| Source passage |
= = = =
Similar questions arise in connection with topic drop languages.f we assume that object topic drop (or V2) is the trigger for topic drop or TopP truncation, on Rizzi’s model Dutch and German-speaking children have robust evidence for a positive value along the relevant parameter (while English/French/Danish-speaking children do not have such evidence).[12] But if RSD is also an initial option – and one that is not blockedby topic drop – then we would expect subject topic drop to occur at higher rates in children than in adult speakers (the effect of both IP and TopP truncation), while object drop should remain constant (only TopP truncation). I know of no relevant longitudinal data, but this would be an interesting issue to pursue. If there is an asymmetry between subject and object drop along the lines just mentioned, it may be that topic drop blocks diary drop because they both instantiate the RSD/truncation parameter, while pro-drop is a separate parameter and may act independently.

In short, although a great deal is known about the overall frequency and distribution of null subjects in various child languages, it would be useful to have a more detailed accounting of the trajectory of null subjects (and objects in topic drop languages) over time. This would provide a clearer picture of the interaction among different parameters, and also between the grammar and whatever effects might arise from an immature production system, or as will discussed in more detail below (section 5), in interaction with the pragmatic/discourse system.
= = = =
| Excerpted data |
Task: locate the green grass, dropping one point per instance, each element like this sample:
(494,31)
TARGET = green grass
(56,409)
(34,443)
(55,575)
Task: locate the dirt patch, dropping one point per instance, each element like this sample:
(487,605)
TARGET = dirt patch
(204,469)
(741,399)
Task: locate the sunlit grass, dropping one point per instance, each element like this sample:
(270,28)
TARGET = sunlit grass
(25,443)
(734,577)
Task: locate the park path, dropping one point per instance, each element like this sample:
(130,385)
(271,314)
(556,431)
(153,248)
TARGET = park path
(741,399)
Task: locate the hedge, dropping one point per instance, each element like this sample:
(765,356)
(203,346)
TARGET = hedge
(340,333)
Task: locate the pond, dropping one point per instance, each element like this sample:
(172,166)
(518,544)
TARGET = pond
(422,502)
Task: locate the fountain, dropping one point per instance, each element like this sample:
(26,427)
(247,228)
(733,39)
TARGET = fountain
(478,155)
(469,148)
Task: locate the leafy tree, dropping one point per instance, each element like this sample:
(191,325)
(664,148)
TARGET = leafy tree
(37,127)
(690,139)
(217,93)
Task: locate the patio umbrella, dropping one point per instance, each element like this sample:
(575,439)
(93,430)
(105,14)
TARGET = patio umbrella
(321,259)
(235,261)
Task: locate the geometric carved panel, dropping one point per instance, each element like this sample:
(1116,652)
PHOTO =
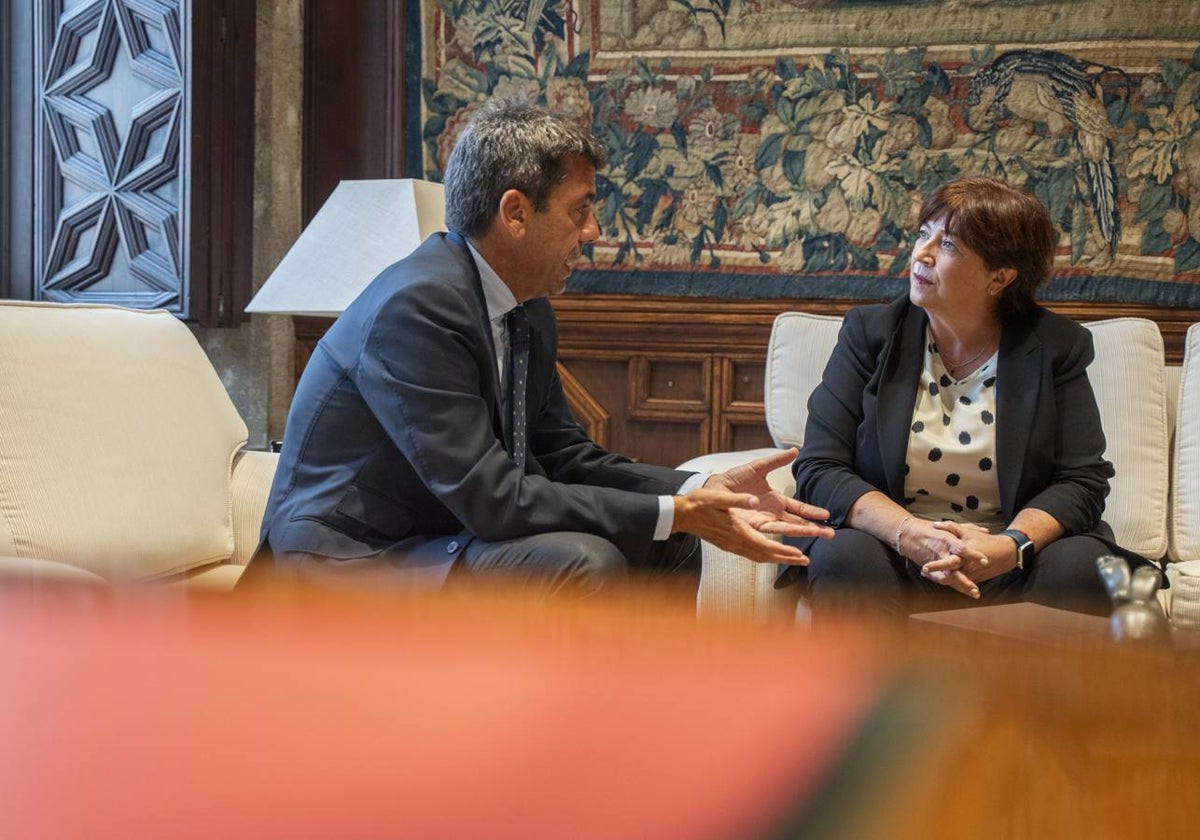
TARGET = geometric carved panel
= = = =
| Task list |
**A)** According to the passage on null subjects in child language, what would a more detailed accounting of the trajectory of null subjects over time provide?
**B)** Carry on the passage about null subjects in child language from its final sentence, in the same academic register.

| Results for each task |
**A)** A clearer picture of the interaction among different parameters, and between the grammar and effects that might arise from an immature production system or from interaction with the pragmatic/discourse system.

**B)**
3.0 Grammar-external accounts

The RSD hypothesis is motivated in part by considerations of grammar-external production constraints. The formal mechanisms of subject drop fall squarely within the grammar, but children adopt RSD under pressure from a constrained production system.

Other proposals claim that subject omission is purely an effect of production limitations, and are not grammatically licensed (L.Bloom 1970; P. Bloom 1990; Valian 1990, 1991). The RSD model also assumes that production pressures are a factor in early subject drop. Still other proposals hold that missing subjects depend on aspects of information structure, viz. that omission is permitted under certain situational and discourse conditions. In this section I will review the empirical basis for the claim that null subject results from an overworked production system. Later, in section 5, I will return to the effects of discourse conditions on subject omission.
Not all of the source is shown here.